Views expressed in opinion columns are the author’s own.

There’s no worse time to double down on bad criminal justice policies, yet here we are. 

Gov. Andrew Cuomo has called for the New York Police Department to “get more aggressive” in its enforcement of social distancing. At first glance, this might make sense. When the stakes are so high — when every person out on the streets may be an asymptomatic carrier unintentionally spreading the coronavirus — it seems like an appropriately urgent choice to crack down on people who aren’t doing their duty of either staying home or staying away from others outside. Someone isn’t complying with a strongly recommended measure, they’re arrested. Not for a criminal charge of social distancing, since that doesn’t exist; New York allows lots of discretion for its officers right now, allowing them to arrest someone on charges of obstructing government administration. 

But sending someone to jail is perhaps the worst thing you could do to them right now. Take New York’s Rikers Island — already one of the most notorious jail complexes in the country — now in the midst of a coronavirus outbreak unlike anything outside its confines. An estimate puts the infection rate at Rikers at 5.41 percent as of April 3, compared to 0.65 percent in New York City in general. The combination of close quarters, poor or no access to medical treatment and lack of sanitation and cleaning products has allowed the virus to flourish. Each person who’s infected can infect hundreds without realizing it, so introducing people from the outside to Rikers would likely only speed up the outbreak with tragic consequences. “If they get it, it’s likely that they’re not going to pull through,” said an official at a public defender service about their clients.

■ ■ ■ ■

- **CHECK YOUR UNDERSTANDING**
- 1) According to the opinion column, what was the estimated infection rate at Rikers Island as of April 3?
- 2) Can you rewrite the paragraph of the opinion column that begins "But sending someone to jail" in a shorter form that keeps its main facts?
- 3) Continue the opinion column from where it stops.

- **STORED DATA**
■ ■ ■ ■

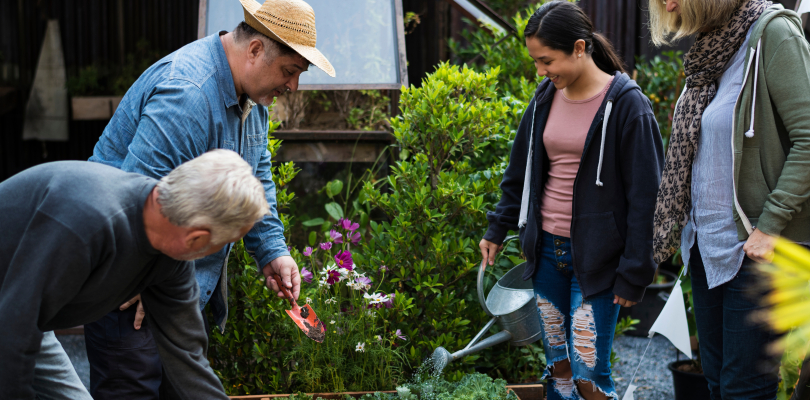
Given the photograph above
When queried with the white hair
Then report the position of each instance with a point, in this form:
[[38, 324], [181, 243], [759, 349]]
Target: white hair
[[216, 191]]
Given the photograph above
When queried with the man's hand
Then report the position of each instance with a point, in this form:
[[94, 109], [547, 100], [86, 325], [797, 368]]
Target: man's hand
[[139, 312], [488, 251], [286, 267], [759, 246], [623, 302]]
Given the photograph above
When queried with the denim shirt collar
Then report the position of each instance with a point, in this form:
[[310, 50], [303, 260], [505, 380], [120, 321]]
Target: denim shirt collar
[[224, 75]]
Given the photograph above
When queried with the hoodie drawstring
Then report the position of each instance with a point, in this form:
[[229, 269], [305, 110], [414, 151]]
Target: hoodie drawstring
[[608, 109], [527, 180], [750, 132]]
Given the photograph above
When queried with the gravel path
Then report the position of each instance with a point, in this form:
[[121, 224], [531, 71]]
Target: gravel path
[[75, 349], [654, 380]]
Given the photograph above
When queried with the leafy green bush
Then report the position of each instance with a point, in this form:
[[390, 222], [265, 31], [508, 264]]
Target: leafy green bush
[[661, 79], [435, 204], [471, 387]]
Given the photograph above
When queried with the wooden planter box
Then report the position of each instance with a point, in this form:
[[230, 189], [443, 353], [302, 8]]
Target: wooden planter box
[[94, 107], [524, 392]]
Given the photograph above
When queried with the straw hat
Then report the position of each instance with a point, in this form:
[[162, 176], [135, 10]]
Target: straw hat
[[291, 22]]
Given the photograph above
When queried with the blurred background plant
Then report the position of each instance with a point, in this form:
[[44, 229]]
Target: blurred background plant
[[100, 80], [788, 278], [661, 80]]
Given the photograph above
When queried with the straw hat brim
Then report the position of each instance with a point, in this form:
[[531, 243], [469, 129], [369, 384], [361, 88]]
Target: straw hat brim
[[310, 53]]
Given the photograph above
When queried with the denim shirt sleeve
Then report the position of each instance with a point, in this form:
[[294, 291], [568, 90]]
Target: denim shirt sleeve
[[172, 116], [266, 240]]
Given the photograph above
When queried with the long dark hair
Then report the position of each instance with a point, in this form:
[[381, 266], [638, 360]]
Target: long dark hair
[[559, 24]]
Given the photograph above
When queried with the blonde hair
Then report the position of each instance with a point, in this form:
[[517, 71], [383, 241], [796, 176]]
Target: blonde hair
[[666, 27], [216, 191]]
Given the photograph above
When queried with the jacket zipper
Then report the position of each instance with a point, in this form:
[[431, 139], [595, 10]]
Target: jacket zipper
[[746, 222]]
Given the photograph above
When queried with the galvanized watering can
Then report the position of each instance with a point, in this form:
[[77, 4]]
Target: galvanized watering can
[[511, 305]]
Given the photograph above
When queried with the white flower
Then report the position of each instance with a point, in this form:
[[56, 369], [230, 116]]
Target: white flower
[[375, 298]]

■ ■ ■ ■

- **ANSWERS PER TASK**
- 1) 5.41 percent

- 2) Jailing someone may be the worst thing to do to them right now. Rikers Island, already notorious, is in the middle of a coronavirus outbreak: as of April 3, its estimated infection rate was 5.41 percent, against 0.65 percent for New York City. Close quarters, little or no medical care and a lack of sanitation and cleaning supplies have let the virus spread. Because one infected person can unknowingly infect hundreds, sending more people there would likely speed the outbreak, with tragic results. A public defender service official said of their clients that if they catch it, they likely won't survive.

- 3)
Rikers was recently the center of arguments at the New York State Capitol in Albany over bail reform. January 1 marked the elimination of most forms of cash bail for almost all misdemeanors and nonviolent crimes, and this move toward justice — allowing people to walk free pending their trial — angered law enforcement and, most critically, some New York Senate Democrats and Gov. Cuomo. In a budget passed on Thursday night, the earlier bail reform was reversed in part, adding new crimes that would be again eligible for bail. In essence, this means sending more people to jail

Crises have a way of exposing things that, if the powerful would have it, weren’t supposed to be shown the light of day. For America, that means that our deep-seated ableism about who “deserves” to live, our tendency to evict struggling renters rather than help them and our financial unease at free health care have all been revealed as utter, massive bullshit in the past few weeks. 

For New York, it’s mass incarceration and the cash bail system that feeds it. Why should thousands upon thousands of people be forced into incarceration for being too poor to afford bail? Why is the instinct to simply criminalize a problem — locking people up for not social distancing — instead of working toward community-based solutions, like identifying ways to encourage people to stay home for the good of their elderly and ill neighbors? Why would diseases flourish in jails? Why, why, why would we have accepted a system as inhumane as this in the first place, let alone expand it now?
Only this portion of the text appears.